• [WRITTEN TASK] Copy every entry exactly as given, minus the images.

• [DATASET EXTRACT]
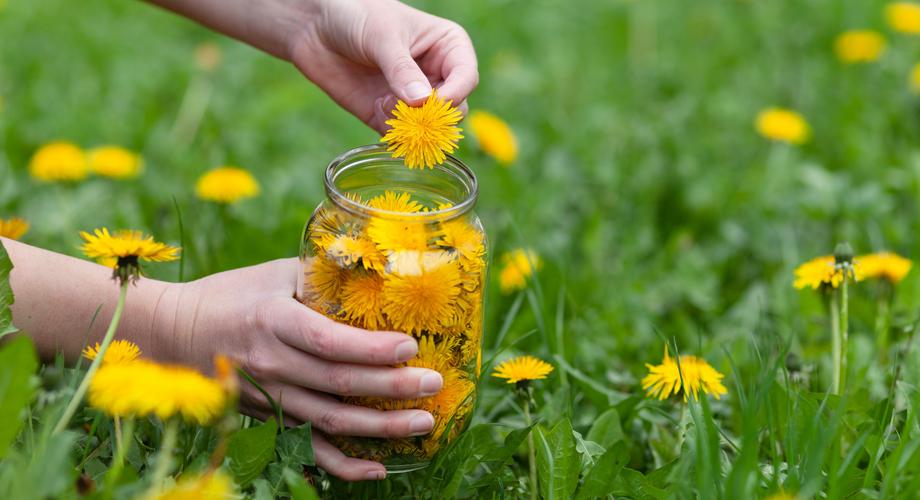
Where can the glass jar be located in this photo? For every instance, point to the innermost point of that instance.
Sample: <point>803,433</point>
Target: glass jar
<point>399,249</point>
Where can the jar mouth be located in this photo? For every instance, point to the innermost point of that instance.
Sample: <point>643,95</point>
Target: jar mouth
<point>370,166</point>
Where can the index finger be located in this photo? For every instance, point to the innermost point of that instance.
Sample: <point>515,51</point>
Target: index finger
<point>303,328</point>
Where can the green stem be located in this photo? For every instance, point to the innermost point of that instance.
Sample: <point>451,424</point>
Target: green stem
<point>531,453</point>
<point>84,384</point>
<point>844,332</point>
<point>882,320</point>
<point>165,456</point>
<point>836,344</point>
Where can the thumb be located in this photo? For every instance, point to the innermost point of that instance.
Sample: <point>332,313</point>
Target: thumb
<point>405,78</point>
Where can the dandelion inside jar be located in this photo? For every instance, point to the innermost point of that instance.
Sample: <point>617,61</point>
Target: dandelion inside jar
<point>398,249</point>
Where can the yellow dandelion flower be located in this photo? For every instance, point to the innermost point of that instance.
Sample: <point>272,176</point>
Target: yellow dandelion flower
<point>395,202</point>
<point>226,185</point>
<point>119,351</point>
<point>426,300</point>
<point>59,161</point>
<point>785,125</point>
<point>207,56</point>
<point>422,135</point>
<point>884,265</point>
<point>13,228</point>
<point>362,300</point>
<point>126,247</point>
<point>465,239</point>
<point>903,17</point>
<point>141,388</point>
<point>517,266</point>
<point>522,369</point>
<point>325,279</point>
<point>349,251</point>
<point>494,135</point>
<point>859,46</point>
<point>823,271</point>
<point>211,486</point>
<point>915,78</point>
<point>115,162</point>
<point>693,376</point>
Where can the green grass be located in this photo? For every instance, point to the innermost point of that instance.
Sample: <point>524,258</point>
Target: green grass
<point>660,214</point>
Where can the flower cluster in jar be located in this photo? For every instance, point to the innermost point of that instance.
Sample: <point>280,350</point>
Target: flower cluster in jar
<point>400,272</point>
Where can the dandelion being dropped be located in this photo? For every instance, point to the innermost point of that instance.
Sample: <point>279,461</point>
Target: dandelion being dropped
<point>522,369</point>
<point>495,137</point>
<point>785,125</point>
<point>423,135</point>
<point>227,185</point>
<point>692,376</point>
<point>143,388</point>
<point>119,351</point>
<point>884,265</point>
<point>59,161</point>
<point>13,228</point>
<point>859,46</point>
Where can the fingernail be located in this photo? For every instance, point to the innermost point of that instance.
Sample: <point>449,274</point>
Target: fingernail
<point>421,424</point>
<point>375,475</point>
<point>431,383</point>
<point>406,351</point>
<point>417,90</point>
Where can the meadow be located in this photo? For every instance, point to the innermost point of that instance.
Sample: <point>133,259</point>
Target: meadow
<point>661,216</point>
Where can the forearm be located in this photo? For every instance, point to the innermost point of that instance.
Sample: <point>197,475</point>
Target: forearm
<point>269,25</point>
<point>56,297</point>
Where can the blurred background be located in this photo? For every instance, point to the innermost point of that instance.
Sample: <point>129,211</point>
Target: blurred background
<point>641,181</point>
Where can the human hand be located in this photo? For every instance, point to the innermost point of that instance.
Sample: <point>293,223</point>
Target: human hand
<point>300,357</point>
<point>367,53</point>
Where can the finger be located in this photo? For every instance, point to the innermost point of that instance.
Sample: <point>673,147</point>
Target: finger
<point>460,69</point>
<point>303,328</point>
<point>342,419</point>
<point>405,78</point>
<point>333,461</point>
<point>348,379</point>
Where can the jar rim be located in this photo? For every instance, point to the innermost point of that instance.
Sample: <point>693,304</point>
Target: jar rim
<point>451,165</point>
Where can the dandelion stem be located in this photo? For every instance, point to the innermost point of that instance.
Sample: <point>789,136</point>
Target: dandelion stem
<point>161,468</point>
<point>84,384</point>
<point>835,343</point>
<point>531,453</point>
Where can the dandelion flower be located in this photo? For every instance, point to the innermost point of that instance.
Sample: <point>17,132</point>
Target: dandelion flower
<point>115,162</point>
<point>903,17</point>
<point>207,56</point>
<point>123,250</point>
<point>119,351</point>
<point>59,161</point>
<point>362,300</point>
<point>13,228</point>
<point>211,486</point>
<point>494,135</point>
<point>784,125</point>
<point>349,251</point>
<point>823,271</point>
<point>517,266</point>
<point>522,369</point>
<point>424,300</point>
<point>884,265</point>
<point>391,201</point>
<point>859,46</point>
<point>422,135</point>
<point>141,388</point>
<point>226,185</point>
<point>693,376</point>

• [TASK RESPONSE]
Where can the glass jar be located in this photo? For every instance, point to the innermost point of that instance.
Sample: <point>803,433</point>
Target: glass jar
<point>399,249</point>
Where can the jar mouth be located in this photo? For every instance, point to the innermost point of that instance.
Sample: <point>643,95</point>
Target: jar mouth
<point>370,166</point>
Where can the index finger be located in this photo? For every instance, point to the innermost point of that instance.
Sample: <point>515,51</point>
Target: index finger
<point>303,328</point>
Where can the green stem be located in this photo? For every instance, point to the innermost point of that instance.
Sample: <point>451,424</point>
Target: green stem
<point>531,453</point>
<point>84,384</point>
<point>844,332</point>
<point>882,320</point>
<point>165,456</point>
<point>836,344</point>
Where can the thumb be located in this photo? For every instance, point to the innermost point of that instance.
Sample: <point>332,313</point>
Target: thumb
<point>405,78</point>
Where can the dandelion inside jar be located in this photo? For every instance, point to the innermost point of that instance.
Sample: <point>617,61</point>
Target: dandelion inside jar
<point>398,249</point>
Where can the yellow dandelion flower be located in this photo? For every instance, point to the innermost point of that instance.
Sample: <point>272,176</point>
Target: yellow dandelion flower
<point>395,202</point>
<point>226,185</point>
<point>119,351</point>
<point>426,300</point>
<point>59,161</point>
<point>785,125</point>
<point>207,56</point>
<point>422,135</point>
<point>884,265</point>
<point>13,228</point>
<point>362,300</point>
<point>126,247</point>
<point>465,239</point>
<point>903,17</point>
<point>141,388</point>
<point>517,266</point>
<point>522,369</point>
<point>325,279</point>
<point>349,251</point>
<point>494,135</point>
<point>859,46</point>
<point>823,271</point>
<point>211,486</point>
<point>915,78</point>
<point>115,162</point>
<point>693,376</point>
Where can the green grass be located in this photo? For every instance, point to the innermost point of that instance.
Sample: <point>524,258</point>
Target: green grass
<point>660,214</point>
Where can the flower cluster in jar be located in this photo? For every instance, point to the innermost point of that instance.
Sample: <point>280,350</point>
Target: flower cluster in jar
<point>400,272</point>
Where can the dandelion being dropped be located in this photo? For every instance, point to the innermost point of that instance.
Sample: <point>279,461</point>
Target: dandelion being dropped
<point>522,369</point>
<point>495,137</point>
<point>785,125</point>
<point>423,135</point>
<point>227,185</point>
<point>692,376</point>
<point>143,388</point>
<point>119,351</point>
<point>884,265</point>
<point>59,161</point>
<point>13,228</point>
<point>859,46</point>
Where can the fingernail be located in this photo? For every instance, point to the innermost point of that instance.
Sample: <point>449,274</point>
Target: fingernail
<point>421,424</point>
<point>375,475</point>
<point>431,383</point>
<point>406,351</point>
<point>417,90</point>
Where can the meadow be located in this photo? For every instance, point to the innermost point of that instance.
Sample: <point>133,259</point>
Target: meadow
<point>661,216</point>
Where can the forearm be located in this photo? For every instance, point to the innermost point of that instance.
Sample: <point>197,475</point>
Target: forearm
<point>269,25</point>
<point>56,297</point>
Where can the blurred background be located in this photo? For every instance, point to the innermost point of that instance.
Sample: <point>129,211</point>
Target: blurred background
<point>641,181</point>
Where can the human hand be located in this photo? For every instance, point to the innermost point of that instance.
Sample: <point>293,223</point>
Target: human hand
<point>300,357</point>
<point>367,53</point>
Where can the finger be located in this photo? For every instance, point to the innermost point of that instance.
Sample: <point>673,147</point>
Target: finger
<point>460,69</point>
<point>303,328</point>
<point>342,419</point>
<point>405,78</point>
<point>333,461</point>
<point>348,379</point>
Where can the jar rim be located in this photo? For every instance, point to the innermost point of that instance.
Sample: <point>693,304</point>
Target: jar rim
<point>451,165</point>
Where can the dandelion stem be located in this photo? For every instance, point to the innermost point of that instance.
Sample: <point>789,136</point>
Target: dandelion stem
<point>161,468</point>
<point>84,384</point>
<point>835,343</point>
<point>531,453</point>
Where can the dandelion flower be located in this photo? For every instance, point to the innermost point of that instance.
Sample: <point>17,132</point>
Target: dandelion flower
<point>115,162</point>
<point>903,17</point>
<point>207,56</point>
<point>123,250</point>
<point>119,351</point>
<point>59,161</point>
<point>362,300</point>
<point>13,228</point>
<point>211,486</point>
<point>494,135</point>
<point>784,125</point>
<point>349,251</point>
<point>823,271</point>
<point>517,266</point>
<point>522,369</point>
<point>424,300</point>
<point>884,265</point>
<point>391,201</point>
<point>859,46</point>
<point>422,135</point>
<point>141,388</point>
<point>226,185</point>
<point>693,376</point>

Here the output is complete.